● **STATED PROBLEM**: Transcribe all of the material exactly.

● **PROVIDED RECORDS**:
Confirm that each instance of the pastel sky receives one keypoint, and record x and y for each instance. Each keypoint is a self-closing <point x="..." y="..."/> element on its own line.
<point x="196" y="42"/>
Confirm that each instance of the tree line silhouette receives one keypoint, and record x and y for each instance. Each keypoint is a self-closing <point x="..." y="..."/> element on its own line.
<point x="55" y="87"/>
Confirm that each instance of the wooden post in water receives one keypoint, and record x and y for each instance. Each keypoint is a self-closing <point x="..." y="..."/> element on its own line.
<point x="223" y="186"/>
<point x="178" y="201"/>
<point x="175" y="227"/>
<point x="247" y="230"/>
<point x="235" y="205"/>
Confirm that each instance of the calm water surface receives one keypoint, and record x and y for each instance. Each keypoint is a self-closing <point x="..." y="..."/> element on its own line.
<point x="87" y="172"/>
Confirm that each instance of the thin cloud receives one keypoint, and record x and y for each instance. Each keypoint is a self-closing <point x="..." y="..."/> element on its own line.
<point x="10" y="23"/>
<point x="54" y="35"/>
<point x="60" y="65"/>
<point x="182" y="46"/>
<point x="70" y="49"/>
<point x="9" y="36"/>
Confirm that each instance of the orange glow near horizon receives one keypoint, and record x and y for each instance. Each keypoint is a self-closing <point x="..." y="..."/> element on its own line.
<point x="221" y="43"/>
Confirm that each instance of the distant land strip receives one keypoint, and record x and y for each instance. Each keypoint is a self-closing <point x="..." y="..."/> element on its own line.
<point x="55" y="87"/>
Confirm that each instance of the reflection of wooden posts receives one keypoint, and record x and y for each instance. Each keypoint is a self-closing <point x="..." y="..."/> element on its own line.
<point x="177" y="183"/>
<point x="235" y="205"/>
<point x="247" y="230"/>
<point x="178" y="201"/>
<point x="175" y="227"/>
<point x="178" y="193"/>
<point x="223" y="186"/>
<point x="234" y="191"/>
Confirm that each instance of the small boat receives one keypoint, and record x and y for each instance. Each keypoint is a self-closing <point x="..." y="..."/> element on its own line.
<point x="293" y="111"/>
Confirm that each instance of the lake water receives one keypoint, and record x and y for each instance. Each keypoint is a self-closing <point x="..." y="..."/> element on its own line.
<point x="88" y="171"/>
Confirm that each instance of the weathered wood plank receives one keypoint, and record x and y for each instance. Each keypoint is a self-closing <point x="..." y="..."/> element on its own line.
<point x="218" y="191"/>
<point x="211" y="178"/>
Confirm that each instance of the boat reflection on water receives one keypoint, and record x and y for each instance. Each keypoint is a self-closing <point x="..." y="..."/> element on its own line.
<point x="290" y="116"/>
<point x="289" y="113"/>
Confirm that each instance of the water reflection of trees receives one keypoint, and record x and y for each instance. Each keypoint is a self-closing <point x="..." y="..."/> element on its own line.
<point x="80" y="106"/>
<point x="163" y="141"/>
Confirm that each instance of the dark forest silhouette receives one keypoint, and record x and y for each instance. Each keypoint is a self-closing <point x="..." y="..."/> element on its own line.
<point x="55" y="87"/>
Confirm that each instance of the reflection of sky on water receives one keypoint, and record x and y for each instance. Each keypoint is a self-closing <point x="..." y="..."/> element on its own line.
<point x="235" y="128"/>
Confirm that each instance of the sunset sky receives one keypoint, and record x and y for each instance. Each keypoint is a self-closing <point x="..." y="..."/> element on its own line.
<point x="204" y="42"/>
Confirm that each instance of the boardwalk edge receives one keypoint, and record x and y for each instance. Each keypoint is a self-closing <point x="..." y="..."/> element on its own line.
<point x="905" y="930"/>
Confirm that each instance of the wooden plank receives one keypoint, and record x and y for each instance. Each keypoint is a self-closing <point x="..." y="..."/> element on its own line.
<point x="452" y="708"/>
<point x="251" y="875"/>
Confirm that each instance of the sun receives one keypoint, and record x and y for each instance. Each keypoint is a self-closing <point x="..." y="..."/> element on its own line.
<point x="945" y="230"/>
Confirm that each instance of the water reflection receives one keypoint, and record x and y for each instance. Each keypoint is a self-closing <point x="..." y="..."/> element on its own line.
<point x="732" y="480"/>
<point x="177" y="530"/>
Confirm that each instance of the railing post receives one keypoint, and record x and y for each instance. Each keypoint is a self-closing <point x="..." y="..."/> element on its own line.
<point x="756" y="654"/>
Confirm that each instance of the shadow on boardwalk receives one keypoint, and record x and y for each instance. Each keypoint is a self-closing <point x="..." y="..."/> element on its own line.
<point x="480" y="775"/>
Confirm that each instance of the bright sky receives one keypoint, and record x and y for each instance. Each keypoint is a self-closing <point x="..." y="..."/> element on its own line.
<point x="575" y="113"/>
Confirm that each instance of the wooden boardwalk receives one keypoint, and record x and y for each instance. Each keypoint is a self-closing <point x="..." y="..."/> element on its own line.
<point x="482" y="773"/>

● **RESULT OF THE EXERCISE**:
Confirm that each instance of the pastel sky receives one keypoint, and record x and y for each instance. Each keypoint is a self-closing <point x="..." y="..."/> element on its own line.
<point x="196" y="42"/>
Confirm that each instance of the tree line silhouette receives one keypoint, and record x and y for each instance. Each keypoint is a self-closing <point x="..." y="..."/> element on its own line.
<point x="55" y="87"/>
Confirm that each instance of the wooden post in water receives one keypoint, and record x and y for each instance. Each keypoint is a self-closing <point x="..." y="..."/> element on its own line.
<point x="223" y="186"/>
<point x="178" y="201"/>
<point x="175" y="227"/>
<point x="247" y="230"/>
<point x="235" y="205"/>
Confirm that each instance of the calm water surface receives one keypoint, and record x and y for each instance. Each keypoint is a self-closing <point x="..." y="..."/> element on its own line.
<point x="87" y="172"/>
Confirm that each instance of the thin cloud receives one keypoint, and record x and y for each instance. Each keypoint is a self-closing <point x="..." y="..."/> element on its own line.
<point x="10" y="23"/>
<point x="54" y="35"/>
<point x="60" y="65"/>
<point x="182" y="46"/>
<point x="70" y="49"/>
<point x="9" y="36"/>
Confirm that each instance of the orange glow near horizon receives one keypoint, and record x and y for each instance. Each keypoint is a self-closing <point x="..." y="..."/> element on its own line.
<point x="221" y="43"/>
Confirm that each instance of the distant land strip receives one keypoint, and record x and y for each instance. Each keypoint is a self-closing <point x="..." y="..."/> element on its own line.
<point x="55" y="87"/>
Confirm that each instance of the reflection of wooden posts receives one keypoint, and record x and y for each instance. Each keypoint is a self-closing <point x="..." y="..."/> element on its own line.
<point x="177" y="183"/>
<point x="235" y="205"/>
<point x="247" y="230"/>
<point x="178" y="201"/>
<point x="175" y="227"/>
<point x="178" y="193"/>
<point x="223" y="186"/>
<point x="234" y="191"/>
Confirm that each instance of the small boat receives one keypoint, and record x and y for each instance. Each keypoint is a self-closing <point x="..." y="..."/> element on its own line.
<point x="293" y="111"/>
Confirm that each instance of the lake water receives one keypoint, and record x and y for each instance. Each keypoint is a self-closing <point x="..." y="..."/> element on its own line.
<point x="88" y="171"/>
Confirm that each instance of the weathered wood plank receives one keypoint, and record x and y for each instance. Each keypoint is a self-closing <point x="..." y="..."/> element on its own line.
<point x="218" y="191"/>
<point x="211" y="178"/>
Confirm that each instance of the boat reflection on water receives one keypoint, and record x and y for each instance. Each keypoint is a self-closing <point x="..." y="..."/> element on its own line.
<point x="290" y="116"/>
<point x="289" y="113"/>
Confirm that each instance of the water reflection of trees receives one keypoint, and record x and y for each instance. Each keypoint is a self-closing <point x="..." y="..."/> element on its own line.
<point x="80" y="106"/>
<point x="163" y="141"/>
Confirm that each instance of the dark forest silhouette receives one keypoint, and record x and y for each instance. Each keypoint is a self-closing <point x="..." y="..."/> element on its own line.
<point x="55" y="87"/>
Confirm that each instance of the reflection of sky on water receives one keypoint, and record x and y for each instance. Each keypoint is a self-closing <point x="..." y="..."/> element on its own line.
<point x="235" y="128"/>
Confirm that each instance of the sunset sky receives one keypoint, and record x and y for each instance. Each keypoint is a self-closing <point x="..." y="..."/> element on its own line.
<point x="204" y="42"/>
Confirm that each instance of the boardwalk edge receives one keypoint, and record x and y for each instance. Each keypoint is a self-closing <point x="..." y="..."/> element on its own line.
<point x="905" y="930"/>
Confirm that each instance of the wooden plank receives one keypoint, and record x and y for each instance. Each keypoint is a self-closing <point x="..." y="..."/> element on its own line.
<point x="452" y="708"/>
<point x="251" y="875"/>
Confirm that each instance of the sun receives one keypoint, and record x and y for each instance. Each keypoint is a self-closing <point x="..." y="..."/> element on its own line.
<point x="945" y="230"/>
Confirm that each instance of the water reflection receives one keypoint, and record x and y for each instance. Each keypoint is a self-closing <point x="..." y="..."/> element on its own line.
<point x="732" y="480"/>
<point x="177" y="530"/>
Confirm that each instance of the railing post receives one keypoint, and record x and y for each instance. Each keypoint is a self-closing <point x="..." y="..."/> element on its own line.
<point x="756" y="654"/>
Confirm that each instance of the shadow on boardwalk receives one keypoint, and record x and y for each instance. Each keypoint is a self-closing <point x="..." y="..."/> element on its own line.
<point x="480" y="775"/>
Confirm that each instance of the bright sky receives one keypoint, and record x and y for each instance. Each keypoint is a self-closing <point x="..." y="..."/> element on its own line.
<point x="575" y="113"/>
Confirm that each instance of the wooden boardwalk receives one keypoint, and record x and y for each instance. Each keypoint is a self-closing <point x="..." y="..."/> element on its own line.
<point x="482" y="773"/>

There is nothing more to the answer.